DESCRIPTION OF THE TASK.
Copy every one of the entries below, substituting "a single marker for each instance" for "one marker per instance" wherever it occurs and changing nothing else.

STORED ROWS.
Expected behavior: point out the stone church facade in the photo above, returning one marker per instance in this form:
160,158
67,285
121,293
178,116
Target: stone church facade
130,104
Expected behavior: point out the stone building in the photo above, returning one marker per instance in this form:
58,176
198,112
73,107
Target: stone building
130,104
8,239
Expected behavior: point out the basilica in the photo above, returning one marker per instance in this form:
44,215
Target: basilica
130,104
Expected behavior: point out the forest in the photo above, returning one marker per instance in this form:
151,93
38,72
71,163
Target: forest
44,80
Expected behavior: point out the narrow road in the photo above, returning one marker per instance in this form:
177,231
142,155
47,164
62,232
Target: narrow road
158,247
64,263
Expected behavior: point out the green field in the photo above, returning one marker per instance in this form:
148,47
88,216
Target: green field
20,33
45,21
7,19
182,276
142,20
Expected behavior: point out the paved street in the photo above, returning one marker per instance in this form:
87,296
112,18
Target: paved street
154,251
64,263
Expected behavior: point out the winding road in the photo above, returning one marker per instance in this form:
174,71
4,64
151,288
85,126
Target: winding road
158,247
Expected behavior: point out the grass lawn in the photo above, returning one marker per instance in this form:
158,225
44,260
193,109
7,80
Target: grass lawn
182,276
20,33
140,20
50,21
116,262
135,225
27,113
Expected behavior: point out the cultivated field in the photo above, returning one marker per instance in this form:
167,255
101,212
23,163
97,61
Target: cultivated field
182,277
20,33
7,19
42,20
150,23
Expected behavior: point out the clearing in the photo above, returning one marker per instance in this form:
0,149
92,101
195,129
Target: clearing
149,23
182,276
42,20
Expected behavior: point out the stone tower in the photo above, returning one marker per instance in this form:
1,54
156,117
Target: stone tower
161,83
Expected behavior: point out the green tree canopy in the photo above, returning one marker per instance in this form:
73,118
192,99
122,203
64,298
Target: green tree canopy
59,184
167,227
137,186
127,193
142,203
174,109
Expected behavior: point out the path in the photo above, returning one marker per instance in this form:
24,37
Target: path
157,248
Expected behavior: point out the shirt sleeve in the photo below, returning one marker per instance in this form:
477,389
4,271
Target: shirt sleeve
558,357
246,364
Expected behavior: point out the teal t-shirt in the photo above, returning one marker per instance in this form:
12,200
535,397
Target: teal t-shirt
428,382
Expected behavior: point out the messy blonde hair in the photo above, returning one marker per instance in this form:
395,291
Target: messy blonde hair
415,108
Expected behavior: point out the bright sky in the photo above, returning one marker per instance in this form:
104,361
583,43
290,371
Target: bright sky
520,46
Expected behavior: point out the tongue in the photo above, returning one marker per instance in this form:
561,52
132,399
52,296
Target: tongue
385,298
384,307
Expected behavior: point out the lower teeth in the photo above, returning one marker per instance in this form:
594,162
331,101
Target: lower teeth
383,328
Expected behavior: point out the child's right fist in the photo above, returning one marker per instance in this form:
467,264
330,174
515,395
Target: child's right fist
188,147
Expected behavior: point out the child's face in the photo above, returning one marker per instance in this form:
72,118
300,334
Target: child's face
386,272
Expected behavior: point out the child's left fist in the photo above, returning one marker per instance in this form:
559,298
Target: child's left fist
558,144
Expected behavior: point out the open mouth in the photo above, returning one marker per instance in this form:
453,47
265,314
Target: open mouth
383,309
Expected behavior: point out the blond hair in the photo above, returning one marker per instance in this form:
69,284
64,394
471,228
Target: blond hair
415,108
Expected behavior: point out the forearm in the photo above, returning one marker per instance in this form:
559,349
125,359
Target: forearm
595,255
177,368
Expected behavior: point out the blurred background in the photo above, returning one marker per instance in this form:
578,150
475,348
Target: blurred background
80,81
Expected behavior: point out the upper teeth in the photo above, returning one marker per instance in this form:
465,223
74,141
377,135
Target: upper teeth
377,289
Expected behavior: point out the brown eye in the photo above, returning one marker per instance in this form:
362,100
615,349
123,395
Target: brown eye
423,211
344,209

RESPONSE TO THE EXERCISE.
Expected behavior: point out the stone church facade in the photo above, returning a single marker for each instance in this form:
160,158
67,285
121,293
178,116
Target: stone church facade
130,104
Expected behavior: point out the stone building in the photo above, returning a single marker for each instance in this form:
58,176
198,112
73,107
Target: stone building
130,104
8,239
Expected behavior: point out the basilica in the photo above, returning a single marker for each instance in this form:
44,215
Target: basilica
130,104
Expected behavior: point out the forest in the photo above, returning a single marker for each instance in this form:
151,93
38,72
71,163
Target: forest
44,80
Expected behavior: point out the narrow road in the photo above, returning a single marker for each instance in this form:
177,231
142,155
47,164
62,232
Target: narrow road
158,247
64,263
Expected behavior: point out the green field in the photo above, returning a single marker for each instance in this form:
148,47
88,216
Target: green field
20,33
45,21
7,19
182,276
142,20
Expected behavior: point out the paved street in the photo above, returning a single marker for each instance in this form:
87,296
112,18
Target: paved street
154,251
64,263
Expected behavior: point out the winding road in the photo above, returning a single marker for each instance in this form:
174,71
4,64
151,288
85,126
Target: winding road
158,247
Expected behavior: point out the grass lawn in the photo above, returning a single marker for each instance in this form:
158,225
44,260
193,109
7,80
Target: grass lawn
182,276
20,33
140,20
50,21
116,262
135,225
27,113
Expected behavior: point out the cultivated field in the photo above, returning a single marker for each instance in this form:
167,255
101,212
23,163
97,61
Target: cultivated field
182,277
20,33
7,19
42,20
150,23
Expected behavior: point out the clearing in the photo above, returning a single marker for each instance in this form:
0,149
92,101
195,129
Target: clearing
149,23
182,276
42,20
Expected behavior: point out the stone tower in the photo above, returning a single marker for each instance in this form:
1,54
156,117
Target: stone tower
161,83
Expected behavior: point out the green tree canopy in the photo above, returning a single marker for each instance in this form:
73,118
192,99
122,203
64,298
Target: green tree canopy
59,184
167,227
137,186
127,193
142,203
174,109
Expected behavior: point out the path in the photo above, returning a single marker for each instance in this form:
24,37
Target: path
157,248
Expected behavior: point out the shirt sleeve in the photo below, returning a single marker for each instance in this form:
477,389
4,271
Target: shirt sleeve
558,357
246,364
Expected behavior: point out the teal t-shirt in the photo above, returning a single marker for each instance in this form:
12,200
535,397
Target: teal t-shirt
428,382
Expected behavior: point out the messy blonde hair in the photo above, returning a single marker for each instance in this form:
395,291
Target: messy blonde hair
415,108
Expected behavior: point out the bright sky in the photo above, returning a single marker for each instance in this form:
104,361
583,43
290,371
Target: bright sky
520,46
Expected behavior: point out the tongue in the photo above, returning a single marker for each instance in this form:
561,52
132,399
52,296
Target: tongue
385,298
384,307
Expected behavior: point out the lower teeth in the photo above, returning a single marker for each instance in this form:
594,162
331,101
Target: lower teeth
383,328
Expected behavior: point out the child's right fist in the photo above, returning a single marker for each instance in this form:
467,264
330,174
515,395
Target: child's right fist
188,147
Expected behavior: point out the child's face in the photo above, returning a single marker for each instance in this form:
72,118
300,334
Target: child's face
386,272
Expected behavior: point out the child's left fist in the photo above, returning a single marker for each instance in this form:
559,298
Target: child's left fist
558,144
Expected behavior: point out the open mouth in the photo above, returning a single marker for each instance in this form:
453,47
265,314
Target: open mouth
383,309
Expected behavior: point out the blond hair in the photo above, returning a single marker for each instance in this form:
69,284
64,394
471,228
Target: blond hair
415,108
Expected behavior: point out the forearm in the photo above, returning a single marker for each instance in this form:
559,349
125,359
Target: forearm
595,255
177,368
Expected behavior: point out the blurred background in the photo above, returning a single marker for each instance in this form:
578,150
475,348
Target: blurred background
80,81
Expected behavior: point out the upper teeth in the photo above, returning a single marker for each instance in this form:
465,223
74,141
377,135
Target: upper teeth
377,289
Expected behavior: point out the brown eye in the photo above, returning a single marker for each instance in this form:
362,100
615,349
123,395
Target: brown eye
423,211
344,209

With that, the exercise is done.